[依頼内容 1]
本文抜粋によると、16世紀前半に東アジアにおける銀の時代の本格的幕あけを告げたのはどこの銀ですか。
[依頼内容 2]
本文抜粋のうち、「① ―貨幣への欲望-銀」から始まり「なくむしろ日本の銀であった。」で終わる部分を、一字も変えずに返してください。

[本文抜粋]
■ ■ ■ ■ ■
第2篇 中国と日本ー東アジアの産業連関(ek001-07)

 第1部第2篇 東アジアと江戸時代の制度的枠組み

  目次
   総論1 中国と日本ー東アジアの産業連関
   総論2 オランダ東インド会社の東アジア経済圏

   各論 
   1. 岸本美緒『東アジアの「近世」』
             銀のアジア史ー日本・中国・アジアの銀経済圏
   2. 岸本美緒「康熙時代の国際環境日中ー東南アジアの産業連関
   3. 上田 信『海と帝国ー明清時代』 銀経済と貿易管理
   4. 中国の「海禁」政策と日本の倭寇 15~16世紀東アジアの海域
   5. 出島商館とオランダ東インド会社ー東アジア経済圏
      →① オランダ




  第1部 第2篇 中国と日本ー東アジアの産業連関
   
   
  岸本美緒東アジアの「近世」 山川出版社1998年発行

   〔目次〕
   貨幣への欲望-銀
  1. 銀の時代の始まり
  2. 北虜南倭の時代
  3. 国際交易ブーム
  4. 世界の銀流通と東アジア
  5. 銀経済の転換
  6. 近世東アジアの貨幣制度



    ① ―貨幣への欲望-銀

 1. 銀の時代の始まり

    〔石見銀山と灰吹法〕

 16世紀は世界的にみて銀の流通量が飛躍的に拡大した時期であり、その背景には、よく知られているように新大陸アメリカにおける銀鉱山の開発がある。しかし束アジアについてみると、16世紀前半、東アジアにおける銀の時代の本格的幕あけを告げたのは、新大陸の銀ではなくむしろ日本の銀であった。
■ ■ ■ ■ ■
[記録データ]
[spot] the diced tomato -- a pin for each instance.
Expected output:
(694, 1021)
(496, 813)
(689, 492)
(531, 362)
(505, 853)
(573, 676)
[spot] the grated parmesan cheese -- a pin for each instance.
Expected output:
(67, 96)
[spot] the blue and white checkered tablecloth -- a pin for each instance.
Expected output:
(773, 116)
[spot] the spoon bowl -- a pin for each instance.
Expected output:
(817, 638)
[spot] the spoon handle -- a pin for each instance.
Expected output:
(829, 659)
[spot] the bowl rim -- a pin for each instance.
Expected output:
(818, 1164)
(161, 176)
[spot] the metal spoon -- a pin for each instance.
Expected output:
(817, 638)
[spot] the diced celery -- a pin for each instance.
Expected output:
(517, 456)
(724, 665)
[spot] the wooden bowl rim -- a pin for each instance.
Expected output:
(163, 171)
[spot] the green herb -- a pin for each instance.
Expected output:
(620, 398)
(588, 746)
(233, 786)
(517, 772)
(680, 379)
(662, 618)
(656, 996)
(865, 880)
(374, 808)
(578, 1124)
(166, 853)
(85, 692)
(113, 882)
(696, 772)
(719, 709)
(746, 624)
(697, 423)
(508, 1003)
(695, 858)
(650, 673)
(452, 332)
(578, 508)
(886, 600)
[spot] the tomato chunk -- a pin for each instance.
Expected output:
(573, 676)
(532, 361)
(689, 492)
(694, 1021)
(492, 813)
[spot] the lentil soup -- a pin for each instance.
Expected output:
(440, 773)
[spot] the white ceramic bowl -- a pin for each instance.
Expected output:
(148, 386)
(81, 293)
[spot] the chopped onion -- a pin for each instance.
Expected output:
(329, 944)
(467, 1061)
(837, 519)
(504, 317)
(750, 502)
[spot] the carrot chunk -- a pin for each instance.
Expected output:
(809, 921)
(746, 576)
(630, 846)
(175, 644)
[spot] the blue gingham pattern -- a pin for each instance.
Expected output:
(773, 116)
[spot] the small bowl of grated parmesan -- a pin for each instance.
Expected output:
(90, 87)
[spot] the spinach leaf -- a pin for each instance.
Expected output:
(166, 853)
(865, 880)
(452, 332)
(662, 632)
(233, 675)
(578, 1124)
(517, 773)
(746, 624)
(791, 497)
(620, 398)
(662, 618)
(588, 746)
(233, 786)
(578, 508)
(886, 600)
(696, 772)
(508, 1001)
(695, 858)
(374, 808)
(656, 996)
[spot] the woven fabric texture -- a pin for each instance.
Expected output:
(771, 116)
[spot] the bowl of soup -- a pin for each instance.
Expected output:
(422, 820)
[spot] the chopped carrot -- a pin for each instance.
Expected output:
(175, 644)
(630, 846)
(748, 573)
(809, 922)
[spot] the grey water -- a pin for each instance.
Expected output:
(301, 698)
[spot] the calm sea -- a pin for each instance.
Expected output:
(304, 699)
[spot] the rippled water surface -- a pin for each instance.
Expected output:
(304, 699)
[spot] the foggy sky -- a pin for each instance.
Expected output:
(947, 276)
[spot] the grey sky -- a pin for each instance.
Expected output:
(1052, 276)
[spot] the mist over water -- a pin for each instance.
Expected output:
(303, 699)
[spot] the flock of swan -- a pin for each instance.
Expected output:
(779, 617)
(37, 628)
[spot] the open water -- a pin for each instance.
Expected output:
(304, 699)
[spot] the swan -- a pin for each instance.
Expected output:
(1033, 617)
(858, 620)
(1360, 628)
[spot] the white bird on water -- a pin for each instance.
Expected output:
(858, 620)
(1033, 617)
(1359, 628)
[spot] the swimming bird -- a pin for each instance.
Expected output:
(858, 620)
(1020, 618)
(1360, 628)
■ ■ ■ ■ ■
[解答 1]
日本の銀です。

[解答 2]
① ―貨幣への欲望-銀

 1. 銀の時代の始まり

    〔石見銀山と灰吹法〕

 16世紀は世界的にみて銀の流通量が飛躍的に拡大した時期であり、その背景には、よく知られているように新大陸アメリカにおける銀鉱山の開発がある。しかし束アジアについてみると、16世紀前半、東アジアにおける銀の時代の本格的幕あけを告げたのは、新大陸の銀ではなくむしろ日本の銀であった。